Фрагмент текста —
# # # #

Мария всегда вызывала у меня в памяти одну из самых известных строк Малларме: «Le vierge, le vivace, le bel aujourd'hui…»[288]– ассоциируясь с нею той живой зеленой свежестью, той непосредственностью, какие с самого начала отличали наименее холодно-классическую сторону искусства ее родной страны. Марию нельзя узнать за один день, за одно чтение, но раз узнав, ее уже не забудешь, словно весенний день в Анжу, в королевской семье, к которой она, возможно, принадлежала.

 

ДОН ЖУАН» МОЛЬЕРА

(1981)

# # # #

Сохранённые данные
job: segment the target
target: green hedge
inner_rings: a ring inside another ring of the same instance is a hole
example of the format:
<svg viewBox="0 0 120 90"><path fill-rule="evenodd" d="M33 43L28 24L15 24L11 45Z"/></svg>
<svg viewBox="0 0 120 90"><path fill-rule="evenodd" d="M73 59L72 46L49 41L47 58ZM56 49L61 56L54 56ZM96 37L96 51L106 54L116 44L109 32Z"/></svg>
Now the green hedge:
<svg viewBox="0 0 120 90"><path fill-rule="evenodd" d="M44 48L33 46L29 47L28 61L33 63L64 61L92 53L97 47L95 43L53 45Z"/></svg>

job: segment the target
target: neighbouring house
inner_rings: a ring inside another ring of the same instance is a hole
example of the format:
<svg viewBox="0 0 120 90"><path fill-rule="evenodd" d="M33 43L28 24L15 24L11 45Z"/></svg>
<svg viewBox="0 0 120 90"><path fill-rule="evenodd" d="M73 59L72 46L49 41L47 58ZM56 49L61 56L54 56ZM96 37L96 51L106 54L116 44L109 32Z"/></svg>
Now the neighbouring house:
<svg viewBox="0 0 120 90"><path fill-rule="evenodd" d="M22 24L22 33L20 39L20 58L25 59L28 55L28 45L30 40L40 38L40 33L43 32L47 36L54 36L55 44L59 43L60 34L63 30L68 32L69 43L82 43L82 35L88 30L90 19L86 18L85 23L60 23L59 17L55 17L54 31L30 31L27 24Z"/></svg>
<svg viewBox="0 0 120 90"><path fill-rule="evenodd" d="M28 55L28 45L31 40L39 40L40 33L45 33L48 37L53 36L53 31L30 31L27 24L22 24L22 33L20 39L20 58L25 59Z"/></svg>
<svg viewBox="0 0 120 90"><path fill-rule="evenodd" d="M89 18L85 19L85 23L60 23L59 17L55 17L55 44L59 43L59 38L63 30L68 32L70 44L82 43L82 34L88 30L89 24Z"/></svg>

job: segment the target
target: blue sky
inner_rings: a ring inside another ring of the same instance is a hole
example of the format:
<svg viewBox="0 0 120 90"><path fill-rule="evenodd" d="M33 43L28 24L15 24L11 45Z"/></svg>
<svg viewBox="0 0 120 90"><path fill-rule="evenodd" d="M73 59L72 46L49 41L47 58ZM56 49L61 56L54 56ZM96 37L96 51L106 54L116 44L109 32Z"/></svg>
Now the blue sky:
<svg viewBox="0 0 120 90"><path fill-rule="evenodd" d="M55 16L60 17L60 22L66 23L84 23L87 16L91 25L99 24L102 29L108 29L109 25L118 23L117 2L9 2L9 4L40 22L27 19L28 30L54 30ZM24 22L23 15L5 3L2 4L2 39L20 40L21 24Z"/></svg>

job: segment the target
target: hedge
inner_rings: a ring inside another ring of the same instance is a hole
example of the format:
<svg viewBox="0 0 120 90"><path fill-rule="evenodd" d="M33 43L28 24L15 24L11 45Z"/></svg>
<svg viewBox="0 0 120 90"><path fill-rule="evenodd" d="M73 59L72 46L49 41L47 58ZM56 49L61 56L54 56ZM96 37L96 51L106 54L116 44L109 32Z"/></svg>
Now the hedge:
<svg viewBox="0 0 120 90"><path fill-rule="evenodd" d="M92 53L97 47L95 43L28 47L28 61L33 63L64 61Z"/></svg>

# # # #

Задания —
a) Перепишите часть фрагмента слово в слово, начав со слов «Мария всегда вызывала» и закончив словами «она, возможно, принадлежала.».
b) Перечислите все имена собственные из первого абзаца фрагмента, называя каждое по одному разу.
c) С чем во фрагменте сравнивается Мария, которую, раз узнав, уже не забудешь?

Итоговые ответы —
a)
Мария всегда вызывала у меня в памяти одну из самых известных строк Малларме: «Le vierge, le vivace, le bel aujourd'hui…»[288]– ассоциируясь с нею той живой зеленой свежестью, той непосредственностью, какие с самого начала отличали наименее холодно-классическую сторону искусства ее родной страны. Марию нельзя узнать за один день, за одно чтение, но раз узнав, ее уже не забудешь, словно весенний день в Анжу, в королевской семье, к которой она, возможно, принадлежала.

b) Мария, Малларме, Анжу

c) С весенним днем в Анжу.